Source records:

## begin

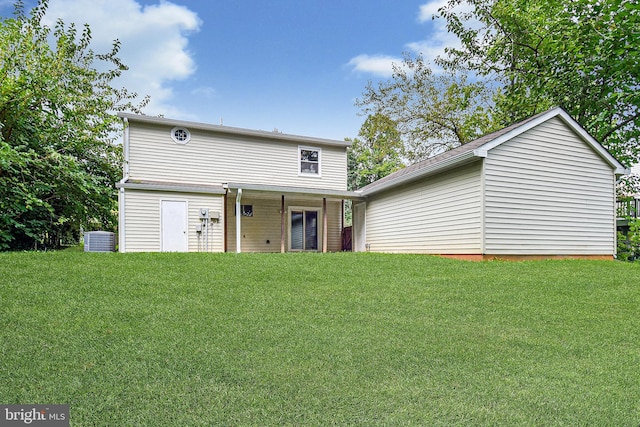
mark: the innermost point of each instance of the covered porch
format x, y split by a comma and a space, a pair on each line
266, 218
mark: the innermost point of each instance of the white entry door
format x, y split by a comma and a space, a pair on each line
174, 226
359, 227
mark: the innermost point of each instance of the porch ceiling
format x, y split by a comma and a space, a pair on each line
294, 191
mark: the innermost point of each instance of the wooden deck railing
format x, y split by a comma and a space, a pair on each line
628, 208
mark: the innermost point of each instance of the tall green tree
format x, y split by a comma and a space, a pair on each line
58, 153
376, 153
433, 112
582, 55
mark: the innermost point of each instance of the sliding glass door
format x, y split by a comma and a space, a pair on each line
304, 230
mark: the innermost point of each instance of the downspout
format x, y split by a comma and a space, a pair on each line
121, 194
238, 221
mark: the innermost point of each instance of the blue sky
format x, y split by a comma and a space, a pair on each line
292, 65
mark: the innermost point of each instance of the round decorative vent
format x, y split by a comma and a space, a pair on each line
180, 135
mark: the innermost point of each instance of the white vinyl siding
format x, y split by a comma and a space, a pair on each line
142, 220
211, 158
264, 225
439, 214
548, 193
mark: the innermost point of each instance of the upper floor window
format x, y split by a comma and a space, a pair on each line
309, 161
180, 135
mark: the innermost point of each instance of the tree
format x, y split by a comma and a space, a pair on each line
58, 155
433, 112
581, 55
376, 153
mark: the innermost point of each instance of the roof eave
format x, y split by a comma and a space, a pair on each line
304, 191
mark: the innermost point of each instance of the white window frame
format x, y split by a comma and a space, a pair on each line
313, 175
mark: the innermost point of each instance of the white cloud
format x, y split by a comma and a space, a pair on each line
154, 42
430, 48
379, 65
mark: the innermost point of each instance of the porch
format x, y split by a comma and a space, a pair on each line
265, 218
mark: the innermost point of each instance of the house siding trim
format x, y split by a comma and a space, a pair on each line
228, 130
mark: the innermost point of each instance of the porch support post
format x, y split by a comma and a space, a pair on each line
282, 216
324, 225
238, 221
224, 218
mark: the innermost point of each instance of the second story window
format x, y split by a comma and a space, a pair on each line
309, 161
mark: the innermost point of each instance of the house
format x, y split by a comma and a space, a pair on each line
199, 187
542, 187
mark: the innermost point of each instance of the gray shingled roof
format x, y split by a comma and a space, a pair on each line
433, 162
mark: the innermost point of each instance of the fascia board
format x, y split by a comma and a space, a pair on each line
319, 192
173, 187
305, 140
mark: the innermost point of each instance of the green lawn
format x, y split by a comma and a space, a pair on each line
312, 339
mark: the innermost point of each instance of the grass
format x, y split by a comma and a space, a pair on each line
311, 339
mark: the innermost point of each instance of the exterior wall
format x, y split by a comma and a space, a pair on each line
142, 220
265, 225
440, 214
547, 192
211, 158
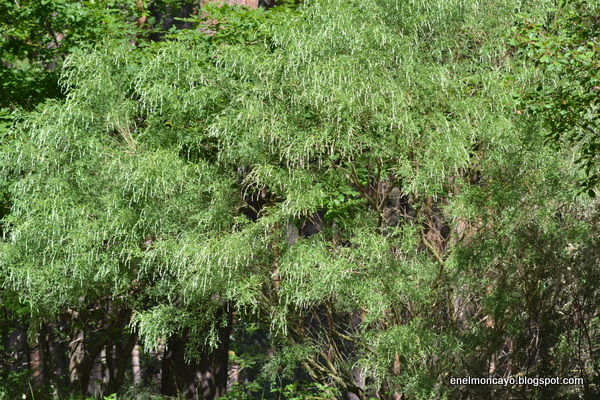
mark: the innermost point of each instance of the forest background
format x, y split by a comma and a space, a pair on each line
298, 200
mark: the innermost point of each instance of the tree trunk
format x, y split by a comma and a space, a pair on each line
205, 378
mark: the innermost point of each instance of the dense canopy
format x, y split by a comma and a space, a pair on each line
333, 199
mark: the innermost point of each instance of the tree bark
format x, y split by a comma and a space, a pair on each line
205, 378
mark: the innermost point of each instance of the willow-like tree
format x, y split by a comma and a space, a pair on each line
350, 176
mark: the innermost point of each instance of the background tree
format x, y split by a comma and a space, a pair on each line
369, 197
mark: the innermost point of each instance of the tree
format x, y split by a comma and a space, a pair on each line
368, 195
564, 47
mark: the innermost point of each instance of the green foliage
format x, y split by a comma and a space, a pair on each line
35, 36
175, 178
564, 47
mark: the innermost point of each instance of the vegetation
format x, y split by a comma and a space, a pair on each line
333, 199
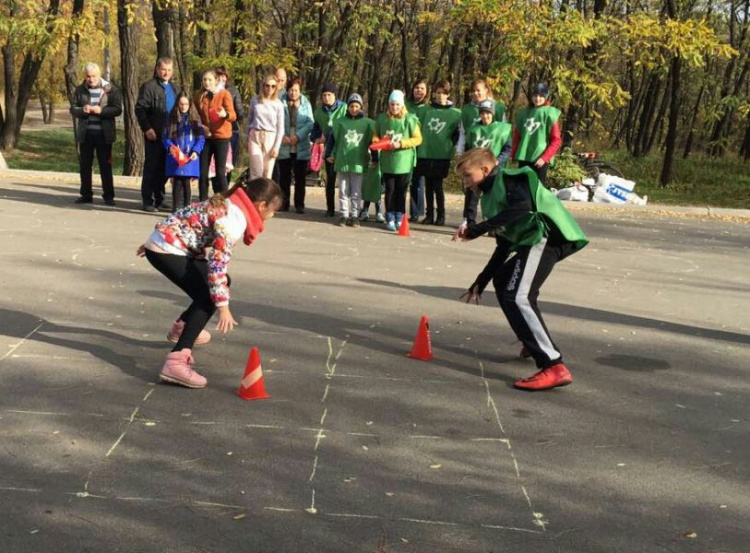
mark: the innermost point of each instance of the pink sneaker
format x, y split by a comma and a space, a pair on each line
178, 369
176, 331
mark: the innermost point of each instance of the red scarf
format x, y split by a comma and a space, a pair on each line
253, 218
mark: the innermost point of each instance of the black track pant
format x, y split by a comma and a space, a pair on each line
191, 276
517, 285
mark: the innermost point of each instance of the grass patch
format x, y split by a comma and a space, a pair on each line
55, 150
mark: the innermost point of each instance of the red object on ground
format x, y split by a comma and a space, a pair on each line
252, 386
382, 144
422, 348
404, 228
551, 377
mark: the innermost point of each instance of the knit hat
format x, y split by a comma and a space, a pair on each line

## end

Objective:
Copy out the items above line for line, leaving out the pictures.

Solution:
mark: the innermost point of each instance of the covered porch
format x, y split by a comma and a space, a pair on each line
266, 218
mark: the innermost point of each instance of the white entry door
format x, y split by a comma and a space, a pair on each line
174, 226
359, 227
mark: the innermost point of each instance of the porch ceiling
format x, y split by a comma and a space, a pair on each line
294, 191
mark: the innermost point of each instance of the wooden deck railing
format x, y split by a comma and a space, a pair on each line
628, 208
mark: the innermost point of each instance of the tall green tree
format x, y split by a comma and a space, a pair on each line
58, 153
376, 153
433, 112
582, 55
mark: the innermost point of each instance of the sliding glass door
format x, y split by a comma and a space, a pair on each line
304, 230
mark: the innermost point of each instance of the downspout
format x, y split by a comma and a space, a pair on each line
121, 194
238, 221
mark: the innermost point of each instance of the blue sky
format x, y split by a comma and a space, a pair on each line
292, 65
mark: the innermost point of each instance of the round decorative vent
format x, y split by a comma and a space, a pair on each line
180, 135
mark: the innermost point of each instance of the white vinyl siding
format x, y split by a comma and a space, a pair on each line
142, 220
211, 158
264, 225
439, 214
548, 193
mark: the innermost point of each instance of the upper floor window
format x, y split by a comma and a space, a pair on each line
309, 161
180, 135
mark: the innermost point of each instance of the tree
format x, y split by a comma and a space, a pair on each line
58, 155
433, 112
581, 55
376, 153
mark: the innermost point of each instance of the roof eave
format x, y split by a comma and a space, a pair on each line
304, 191
mark: the innermost point of each instance of the white window frame
format x, y split by a comma and a space, a pair on each line
313, 175
mark: the innermost point of each instance of the white cloud
format x, y split by a comma and a space, a pair on each line
154, 42
430, 48
379, 65
mark: the innermost point of each instance of the porch
format x, y split by a comma and a space, a pair on each line
265, 218
mark: the innermost point of each instance of the house siding trim
format x, y split by a comma and a space, a pair on each line
228, 130
mark: the innermost point of each instance of the porch support post
format x, y split by a comma and a space, a pair on each line
282, 216
324, 225
238, 221
224, 218
mark: the innermost point of each instance of the second story window
format x, y split by a comma and a space, a pair on each line
309, 161
mark: the innermost point of each instance of the house
format x, y split by a comma and a space, a pair on each line
199, 187
542, 187
mark: the innermost point of each instance of the gray shingled roof
format x, y split by a comma and a space, a pair on each line
433, 162
mark: the innermost point of each instance of the fascia board
format x, y split by a comma and a space, a pair on each line
319, 192
173, 187
305, 140
mark: the innermost point of each instance of the green lawn
format x, y split by a comma and a space, a pair on each line
312, 339
mark: the innermost point of each instance of the grass
format x, y split by a comma and a space, a pair on each line
311, 339
mark: the innermost point of each instance of the exterior wall
format x, y split by a comma and a space, a pair on each line
142, 220
265, 225
440, 214
547, 192
211, 158
mark: the innermost point of each instance of the forest background
format x, y split by a comma and a space, a pair on each line
298, 200
mark: the innermost point of each instance of the tree trunk
format x, y split by a comma and a space, a pair on each line
205, 378
mark: the innermost point of each instance of the dense canopy
format x, y split by a comma and a space, a pair on each line
333, 199
mark: the innermost point of each instance of the tree bark
format x, y split by a comma and a space, a pair on each line
205, 378
mark: the innermost point of each instance of the willow-like tree
format x, y split by a comma and a space, a pair on each line
350, 176
mark: the innermost point of each instance of the background tree
format x, y split by a comma and a space, a pair on each line
369, 197
mark: the innermost point of each instance of the tree
format x, y split by a comma and a space, a pair on each line
368, 195
564, 47
mark: the innermost point of each instance of the green foliage
format x, y split by a comma and a space, a pair on each line
35, 36
175, 178
564, 47
mark: the innermost point of each instance of the vegetation
format x, y split by a comma and a space, a pair on each line
333, 199
mark: the innermost point of each instance of the pink sneaker
format x, y split by a comma and a space, a pair on each line
178, 369
176, 331
mark: the innermost point of each instance of the red scarf
format x, y split by a comma and a space, a pair on each line
253, 218
mark: the innermost point of each instance of the black track pant
format x, y split by a comma and a space, a pair on each line
191, 276
517, 285
mark: the innermost point of each instance of the grass patch
format x, y split by a comma and a space, a pair on each line
55, 150
mark: the innermost point of each instance of the red object on ground
format x, y split by a comma and a space, a pair on each line
252, 386
382, 144
422, 348
404, 228
551, 377
mark: the innermost point of each instance of the knit hat
format x, y split by a comma and a space, a pair on each line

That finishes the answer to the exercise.